→ **CONSIGNES**
A: Condensez en deux ou trois phrases le paragraphe de l'article qui commence par « A chaque rentrée des classes », sans perdre ses faits principaux.
B: Recopiez fidèlement le passage de l'article qui débute à « Les enfants des » et s'achève à « kamikazes du 16 mai. ».

→ **EXTRAIT PRÉSENTÉ**
------------------------
Les enfants des présumés terroristes des attentats de Casablanca se souviennent de l’arrestation de leur père comme si c’était hier. Depuis, ils sont marginalisés par la société. Encore plus que les autres enfants aux conditions précaires, ils n’ont d’autre choix que de s’en remettre à Dieu. Témoignages à Sidi Moumen, quartier qui a vu naitre des kamikazes du 16 mai.
par Hicham Bennani
Les enfants du bidonville des carrières Thomas, en périphérie de Casablanca vivent toujours dans des conditions précaires. Mais certains sont plus marginalisés que d’autres. En ce lieu appelé «Kariane Toma», un grand nombre de présumés terroristes ont été arrêtés par la police, suite aux attentats de Casablanca du 16 mai 2003. Selma Mouhim avait 5 ans, lorsque son père Abdelhak a été enlevé à son domicile. Abdelhak Mouhim, 36 ans, peintre en bâtiment, a été condamné à trente ans de prison ferme. «Je m’en souviens comme si c’était hier. Une vingtaines d’hommes en civil ont pénétré par la force dans la maison. En nous injuriant, ils nous ont demandé où était mon père. L’un d’eux m’a violemment frappé à la jambe. Ma mère venait d’accoucher, ils ont alors dit «mabrouk ziada» (bienvenue au nouveau né) !», témoigne la jeune fille aujourd’hui âgée de 12 ans. Après cela, Selma a continué de se rendre à l’école. «Les premiers mois, mes camarades m’insultaient et me traitaient de fille de terroriste. Une institutrice m’a reproché de porter le voile. Ils me disaient : comment se fait-il que tu obtiennes de très bonnes notes, alors que tu es fille de terroriste, tu ne le mérites pas ! Lorsque je rentre à la maison, je me réfugie dans le travail et je pleure. Je veux que l’innocence de mon père soit faite par la justice», lance Selma en éclatant en sanglots. Pour acheter leurs livres et leur matériel scolaire, les enfants de ceux qui ont été incarcérés après les attentats de Casablanca font avec les moyens du bord, car leurs familles sont coupées de toutes aides extérieures. Et personne n’a le droit de leur apporter de l’assistance. «Nous sommes surveillés en permanence, les voisins sont solidaires, mais on leur passerait les menottes s’ils nous donnaient quoi que ce soit», assure Khamissa Rtimi, sœur de Abderazak Karaoui, condamné à 30 ans de prison ferme.
Où est mon père ?
«A chaque rentrée des classes, Sidna envoie des cartables aux élèves, nous ne bénéficions plus de la totalité de ce don depuis les attentats !», déplore K. Rtimi qui ajoute que sous prétexte que les enfants sont «fils de terroristes», ils ne bénéficient pas des mêmes avantages. Cette femme âgée de 42 ans ajoute qu’: «avant les attentats, la préfecture nous convoquait régulièrement pour nous donner de la nourriture, mais depuis les condamnations nous n’en bénéficions plus, alors que nous faisons partie des habitants des bidonvilles les plus défavorisés du Maroc».
------------------------
→ **DONNÉES ENREGISTRÉES**
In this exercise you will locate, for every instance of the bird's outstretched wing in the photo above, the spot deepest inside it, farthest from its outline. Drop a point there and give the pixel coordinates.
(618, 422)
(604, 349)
------------------------
→ **RÉPONSES PAR CONSIGNE**
A: K. Rtimi, 42 ans, déplore que, depuis les attentats, les familles ne reçoivent plus la totalité des cartables que Sidna envoie aux élèves à chaque rentrée. Elle dit que les enfants n'ont pas les mêmes avantages que les autres, sous prétexte qu'ils sont « fils de terroristes ». Avant les attentats, la préfecture leur donnait régulièrement de la nourriture, mais cela a cessé depuis les condamnations, alors qu'ils comptent parmi les habitants des bidonvilles les plus défavorisés du Maroc.

B:
Les enfants des présumés terroristes des attentats de Casablanca se souviennent de l’arrestation de leur père comme si c’était hier. Depuis, ils sont marginalisés par la société. Encore plus que les autres enfants aux conditions précaires, ils n’ont d’autre choix que de s’en remettre à Dieu. Témoignages à Sidi Moumen, quartier qui a vu naitre des kamikazes du 16 mai.